» Stated problem
Print out these records again line for line, without changing anything.

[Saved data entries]
********

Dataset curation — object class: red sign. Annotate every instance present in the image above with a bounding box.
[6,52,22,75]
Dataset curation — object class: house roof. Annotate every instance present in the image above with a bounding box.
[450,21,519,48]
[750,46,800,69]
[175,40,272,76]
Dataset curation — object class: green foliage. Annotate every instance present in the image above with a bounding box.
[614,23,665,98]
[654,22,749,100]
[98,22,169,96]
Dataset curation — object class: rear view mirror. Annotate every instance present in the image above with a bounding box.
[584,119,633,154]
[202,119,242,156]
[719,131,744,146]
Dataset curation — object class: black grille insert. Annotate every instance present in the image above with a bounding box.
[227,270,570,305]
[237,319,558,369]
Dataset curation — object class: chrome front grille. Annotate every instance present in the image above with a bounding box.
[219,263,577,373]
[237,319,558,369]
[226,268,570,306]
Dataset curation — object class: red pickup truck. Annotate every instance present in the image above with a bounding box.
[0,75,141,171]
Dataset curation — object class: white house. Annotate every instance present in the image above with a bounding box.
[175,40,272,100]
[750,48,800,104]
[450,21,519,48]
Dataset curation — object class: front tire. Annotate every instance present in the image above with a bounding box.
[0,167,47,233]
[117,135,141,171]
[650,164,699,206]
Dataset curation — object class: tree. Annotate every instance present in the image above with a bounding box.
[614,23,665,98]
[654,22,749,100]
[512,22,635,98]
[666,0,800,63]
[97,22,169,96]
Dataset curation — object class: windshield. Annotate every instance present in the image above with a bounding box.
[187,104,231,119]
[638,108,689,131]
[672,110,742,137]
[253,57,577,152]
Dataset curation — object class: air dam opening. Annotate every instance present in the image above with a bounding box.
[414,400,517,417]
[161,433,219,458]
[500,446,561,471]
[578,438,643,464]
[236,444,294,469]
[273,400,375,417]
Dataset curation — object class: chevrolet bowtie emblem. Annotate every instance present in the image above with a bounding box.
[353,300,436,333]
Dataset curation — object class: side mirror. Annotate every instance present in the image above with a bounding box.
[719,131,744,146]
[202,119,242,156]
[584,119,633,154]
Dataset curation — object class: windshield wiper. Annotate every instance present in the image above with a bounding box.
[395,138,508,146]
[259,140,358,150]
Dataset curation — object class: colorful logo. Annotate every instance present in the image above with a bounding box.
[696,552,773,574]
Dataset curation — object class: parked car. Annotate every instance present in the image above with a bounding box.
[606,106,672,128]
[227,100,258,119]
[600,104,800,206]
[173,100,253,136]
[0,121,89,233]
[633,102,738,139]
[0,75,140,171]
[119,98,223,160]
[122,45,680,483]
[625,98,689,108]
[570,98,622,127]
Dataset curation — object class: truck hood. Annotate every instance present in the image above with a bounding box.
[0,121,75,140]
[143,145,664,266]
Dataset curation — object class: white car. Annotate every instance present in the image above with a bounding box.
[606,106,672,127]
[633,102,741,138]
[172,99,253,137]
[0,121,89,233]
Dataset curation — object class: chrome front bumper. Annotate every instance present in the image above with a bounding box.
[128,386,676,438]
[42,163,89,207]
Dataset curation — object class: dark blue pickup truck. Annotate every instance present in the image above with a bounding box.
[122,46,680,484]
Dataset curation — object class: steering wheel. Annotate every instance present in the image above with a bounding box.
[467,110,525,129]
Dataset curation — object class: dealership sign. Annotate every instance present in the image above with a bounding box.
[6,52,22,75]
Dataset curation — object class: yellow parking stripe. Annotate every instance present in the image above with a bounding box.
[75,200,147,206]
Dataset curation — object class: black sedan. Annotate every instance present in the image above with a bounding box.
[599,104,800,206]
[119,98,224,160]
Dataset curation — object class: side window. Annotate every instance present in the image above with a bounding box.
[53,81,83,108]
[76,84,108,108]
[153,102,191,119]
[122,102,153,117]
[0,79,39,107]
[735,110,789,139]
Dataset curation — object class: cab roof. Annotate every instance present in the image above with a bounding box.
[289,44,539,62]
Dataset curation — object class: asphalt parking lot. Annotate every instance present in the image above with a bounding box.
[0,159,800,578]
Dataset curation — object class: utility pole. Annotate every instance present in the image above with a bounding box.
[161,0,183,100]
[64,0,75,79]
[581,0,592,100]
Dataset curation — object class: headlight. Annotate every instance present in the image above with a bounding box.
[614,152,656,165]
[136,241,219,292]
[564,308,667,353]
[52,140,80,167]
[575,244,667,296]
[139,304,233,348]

********

» Completed exercise
Dataset curation — object class: red sign. Annotate every instance present in the image above with a bounding box.
[6,52,22,75]
Dataset curation — object class: house roof. Annotate every instance present in the image above with a bounding box.
[450,21,519,48]
[750,46,800,69]
[175,40,272,76]
Dataset curation — object class: green foliage. Annotate every instance present in the image above with a bounding box.
[614,23,665,98]
[654,22,749,100]
[98,22,169,96]
Dataset curation — object class: rear view mirror. Annotate every instance present in the image above with a bounding box.
[584,119,633,154]
[202,119,242,156]
[719,131,744,146]
Dataset curation — object class: black grille insert. Annotate every instance present in the image above with a bounding box.
[227,270,570,305]
[237,319,558,369]
Dataset curation — object class: chrome front grille. Annotate every instance present in the image above with a bounding box.
[219,263,577,373]
[237,319,558,369]
[226,268,570,306]
Dataset curation — object class: red pickup truck. Annotate every instance present in the image above with a bounding box.
[0,75,141,171]
Dataset curation — object class: white house. Annotate every instance present in the image above with a bounding box.
[175,40,272,100]
[750,48,800,104]
[450,21,519,48]
Dataset curation — object class: front tire. Annotate every instance present in the image above with a bounding box.
[0,167,47,233]
[117,135,141,171]
[650,164,699,206]
Dataset curation — object class: tree. Annotate every instance present in the image above with a bounding box.
[614,23,665,98]
[654,22,749,100]
[512,22,635,98]
[666,0,800,63]
[97,22,169,96]
Dataset curation — object class: windshield. Annotate every instance present in the image above with a bounding box.
[187,104,231,119]
[638,108,689,131]
[672,110,742,137]
[253,57,577,152]
Dataset curation — object class: air dam opening. Annotate every instance present in the image above with a bounding box.
[414,400,517,417]
[161,433,219,458]
[500,446,561,471]
[578,438,643,464]
[236,444,294,469]
[273,400,375,417]
Dataset curation — object class: chevrolet bowtie emblem. Annotate every instance present in the image above with a bounding box.
[353,300,436,333]
Dataset curation — object class: side mirror. Annotate every instance present in the image above with a bounding box.
[719,131,744,146]
[202,119,242,156]
[584,119,633,154]
Dataset curation — object class: windshield wiper. Annotate every instance present in the image above with a bounding box.
[395,138,508,146]
[259,140,358,150]
Dataset curation — object class: colorful logo. Annotate every instance present in the image above with a bounding box.
[696,552,773,574]
Dataset curation — object class: parked car. Annotate every instance present in the image above with a bounding box.
[606,106,672,128]
[227,100,258,119]
[600,104,800,206]
[173,100,253,136]
[0,121,89,233]
[633,102,738,139]
[0,75,140,171]
[119,98,223,160]
[122,45,680,483]
[625,98,689,108]
[570,98,622,127]
Dataset curation — object class: truck hood. Annotate every instance present in the image above with a bounding box.
[0,121,75,140]
[143,145,664,266]
Dataset curation — object class: white car. Annotate every instance present in the image above with a bounding box.
[606,106,672,127]
[633,102,741,138]
[172,99,253,137]
[0,121,89,233]
Dataset curation — object class: chrome front bumper. Annotate every instance present in the image above with a bounding box.
[128,386,676,438]
[42,163,89,207]
Dataset curation — object class: dark blue pickup truck. Annotate every instance present in the image above with a bounding box.
[122,46,680,484]
Dataset curation — object class: steering wheel. Annotate every instance present in the image above with a bounding box.
[467,110,525,129]
Dataset curation — object class: dealership sign. Annotate every instance present in the image above with a bounding box.
[6,52,22,75]
Dataset curation — object class: yellow parking stripe. Annotate every instance present in the image above with a bounding box.
[75,200,147,206]
Dataset curation — object class: black sedan. Annotate every instance present in the image above with a bounding box.
[599,104,800,206]
[119,98,224,160]
Dataset curation — object class: side window. Annotate every instance present in the image above with a bounding box.
[53,81,83,108]
[76,84,108,108]
[153,102,191,119]
[122,102,153,117]
[0,79,39,107]
[735,110,789,139]
Dataset curation — object class: cab roof. Annotate every instance present in the image above with a bounding box.
[289,44,539,62]
Dataset curation — object class: asphalt parking lot. Annotate every instance present in the image above with a bounding box.
[0,159,800,578]
Dataset curation — object class: utility pole. Annotate every instance present in the image above with a bounding box.
[161,0,183,100]
[64,0,75,79]
[581,0,592,100]
Dataset curation — object class: headlight. Annotate every instance present in the image above with a bounding box.
[614,152,656,165]
[136,241,219,292]
[564,308,667,353]
[52,140,80,167]
[575,244,667,296]
[139,304,233,348]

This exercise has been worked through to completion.